Exercise objective:
Write each entry out again exactly as it was given.

(Stored dataset items)

::::::::

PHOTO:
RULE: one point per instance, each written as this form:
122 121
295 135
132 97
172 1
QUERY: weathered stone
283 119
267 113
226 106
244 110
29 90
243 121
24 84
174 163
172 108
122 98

::::::::

Solution below:
PHOTO:
RULE: one point per instance, each written as this form:
122 121
295 135
132 97
172 1
QUERY: weathered stone
283 119
267 113
226 106
244 110
29 90
243 121
24 84
174 163
172 108
122 98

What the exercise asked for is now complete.